## Text shown
····················
Anti-Semitism, BDS, Christianity, Civility, faza, Flotilla, Gaza, Hamas, islam, Islamism, Israel, Jewish, Judaism, Middle East, Palestine, Palestinian, Peace, terrorism, West Bank, Zionism, Zionism and tagged anti-semitism
Dear Jewish Voice for Peace,
So, here we go:
I remain unconvinced as your response essentially validates my original concern that JVP, in its critiques of Israeli government policies, does not take seriously the existential threats facing us here. What I see is a clear disconnect between JVP and the existential concerns of most Israelis, myself included. I found in your response no acknowledgement of the genocidal ideologies held by many of our neighbors who are loud and proud in their calls for our annihilation.
The response left me with the thought that JVP likely dismisses these concerns as hyperbole. And, if our concerns are unfounded because there is no real existential threat against us, and since at bottom this is an oppressor/oppressed relationship, then I can see why you would conclude your response with the following:
Given this reality, we do not think our energies as Jewish activists for justice should be focused on parsing the language of the oppressed to see whether, in their anguish and resistance, they use words that make us uncomfortable.
····················
## Dataset extract
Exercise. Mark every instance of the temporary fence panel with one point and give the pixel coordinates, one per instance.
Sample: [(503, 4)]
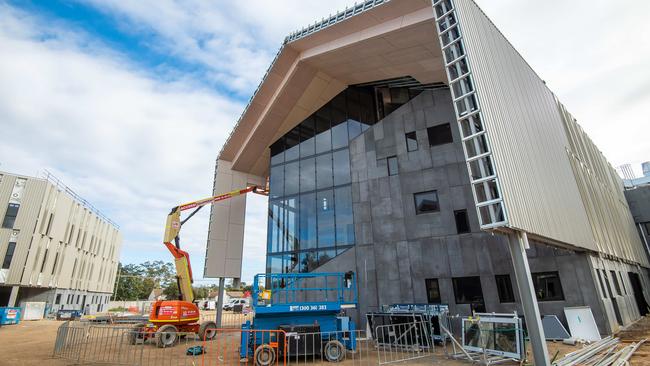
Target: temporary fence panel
[(408, 313), (403, 342), (93, 344), (34, 311)]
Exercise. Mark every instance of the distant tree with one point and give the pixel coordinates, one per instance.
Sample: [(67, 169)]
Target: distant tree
[(136, 281)]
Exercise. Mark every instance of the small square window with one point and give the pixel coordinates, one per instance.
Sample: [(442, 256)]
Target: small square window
[(548, 286), (433, 291), (504, 288), (411, 141), (426, 202), (440, 135), (462, 222), (467, 290), (392, 165), (646, 226)]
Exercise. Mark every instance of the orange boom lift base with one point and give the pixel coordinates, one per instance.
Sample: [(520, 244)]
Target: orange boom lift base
[(169, 317)]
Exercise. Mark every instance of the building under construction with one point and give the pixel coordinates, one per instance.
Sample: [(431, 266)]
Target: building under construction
[(413, 145)]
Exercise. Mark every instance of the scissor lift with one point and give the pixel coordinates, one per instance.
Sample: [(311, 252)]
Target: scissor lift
[(307, 309)]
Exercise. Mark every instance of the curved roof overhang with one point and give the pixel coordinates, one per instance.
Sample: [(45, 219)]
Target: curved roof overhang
[(395, 39)]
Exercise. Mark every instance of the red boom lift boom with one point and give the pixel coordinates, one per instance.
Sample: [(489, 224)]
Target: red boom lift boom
[(168, 317)]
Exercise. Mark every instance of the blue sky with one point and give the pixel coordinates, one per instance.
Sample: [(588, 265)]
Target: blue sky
[(129, 102)]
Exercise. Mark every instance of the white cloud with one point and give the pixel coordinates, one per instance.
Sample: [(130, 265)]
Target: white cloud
[(235, 41), (130, 144)]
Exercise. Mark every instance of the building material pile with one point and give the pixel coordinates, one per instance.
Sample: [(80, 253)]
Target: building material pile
[(601, 353)]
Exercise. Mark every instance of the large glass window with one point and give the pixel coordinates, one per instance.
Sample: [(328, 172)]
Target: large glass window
[(324, 174), (308, 233), (344, 220), (325, 208), (291, 182), (308, 175), (310, 207)]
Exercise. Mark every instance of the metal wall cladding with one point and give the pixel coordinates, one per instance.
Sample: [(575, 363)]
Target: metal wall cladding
[(601, 190), (224, 250), (526, 134), (61, 243)]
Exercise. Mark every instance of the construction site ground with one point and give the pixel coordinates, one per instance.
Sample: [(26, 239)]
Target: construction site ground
[(31, 343)]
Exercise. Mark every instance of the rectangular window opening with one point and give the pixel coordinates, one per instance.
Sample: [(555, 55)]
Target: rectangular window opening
[(504, 288), (426, 202), (440, 135), (411, 141), (467, 290), (548, 286), (10, 216), (462, 221), (391, 161), (433, 291)]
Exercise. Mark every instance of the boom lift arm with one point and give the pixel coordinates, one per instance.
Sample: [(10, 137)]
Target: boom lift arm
[(172, 231)]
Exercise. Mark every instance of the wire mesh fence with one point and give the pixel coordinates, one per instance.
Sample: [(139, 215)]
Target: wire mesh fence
[(397, 343), (229, 319), (93, 344)]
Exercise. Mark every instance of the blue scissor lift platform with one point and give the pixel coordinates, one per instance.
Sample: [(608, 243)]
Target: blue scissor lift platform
[(307, 308)]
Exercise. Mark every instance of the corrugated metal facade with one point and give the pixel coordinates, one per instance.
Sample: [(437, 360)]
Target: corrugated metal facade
[(545, 190), (61, 243), (224, 250), (601, 190)]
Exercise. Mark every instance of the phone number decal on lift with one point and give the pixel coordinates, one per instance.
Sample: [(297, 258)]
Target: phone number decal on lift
[(307, 307)]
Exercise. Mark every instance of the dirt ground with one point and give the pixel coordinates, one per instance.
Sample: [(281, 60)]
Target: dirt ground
[(32, 342)]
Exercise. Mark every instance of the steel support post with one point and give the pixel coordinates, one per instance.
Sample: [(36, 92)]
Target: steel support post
[(518, 242), (13, 296), (222, 285)]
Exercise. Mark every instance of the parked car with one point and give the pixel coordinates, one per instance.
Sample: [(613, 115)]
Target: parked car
[(234, 302)]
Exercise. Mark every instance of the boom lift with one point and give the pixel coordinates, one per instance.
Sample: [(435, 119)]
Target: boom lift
[(168, 317)]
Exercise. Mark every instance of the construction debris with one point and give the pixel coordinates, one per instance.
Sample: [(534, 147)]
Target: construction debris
[(601, 353)]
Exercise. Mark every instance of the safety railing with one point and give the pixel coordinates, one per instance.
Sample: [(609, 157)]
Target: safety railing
[(229, 319), (118, 345), (324, 348), (397, 343), (90, 344)]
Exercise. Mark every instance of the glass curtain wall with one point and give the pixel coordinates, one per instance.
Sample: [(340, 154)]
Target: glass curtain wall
[(310, 200)]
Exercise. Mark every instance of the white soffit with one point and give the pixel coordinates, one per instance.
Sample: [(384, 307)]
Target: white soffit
[(310, 71)]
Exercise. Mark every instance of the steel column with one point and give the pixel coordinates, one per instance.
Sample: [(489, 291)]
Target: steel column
[(222, 285), (518, 242)]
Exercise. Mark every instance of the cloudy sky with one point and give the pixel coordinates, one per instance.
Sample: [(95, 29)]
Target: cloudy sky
[(128, 102)]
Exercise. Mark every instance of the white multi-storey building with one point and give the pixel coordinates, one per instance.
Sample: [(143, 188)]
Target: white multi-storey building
[(55, 247)]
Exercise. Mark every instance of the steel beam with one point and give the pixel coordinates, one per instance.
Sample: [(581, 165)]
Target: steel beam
[(518, 242)]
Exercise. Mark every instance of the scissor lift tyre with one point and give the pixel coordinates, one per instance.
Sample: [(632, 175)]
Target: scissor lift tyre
[(264, 355), (166, 336), (334, 351)]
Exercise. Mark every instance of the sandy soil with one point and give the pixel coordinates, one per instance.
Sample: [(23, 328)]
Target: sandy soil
[(32, 343)]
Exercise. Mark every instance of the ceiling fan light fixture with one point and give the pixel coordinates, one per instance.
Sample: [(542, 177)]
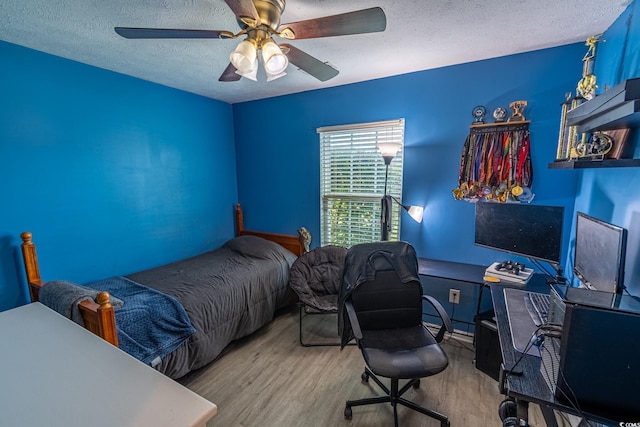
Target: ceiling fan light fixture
[(244, 57), (275, 62), (251, 74), (271, 77)]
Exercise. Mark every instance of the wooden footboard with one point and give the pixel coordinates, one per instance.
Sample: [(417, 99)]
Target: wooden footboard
[(99, 316)]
····················
## Written request
Could you write out the letter's passage starting with "The response left" and going on through "make us uncomfortable.", changing "hyperbole" to "exaggeration"? The entries are material of their own, apart from the letter.

## Task result
The response left me with the thought that JVP likely dismisses these concerns as exaggeration. And, if our concerns are unfounded because there is no real existential threat against us, and since at bottom this is an oppressor/oppressed relationship, then I can see why you would conclude your response with the following:
Given this reality, we do not think our energies as Jewish activists for justice should be focused on parsing the language of the oppressed to see whether, in their anguish and resistance, they use words that make us uncomfortable.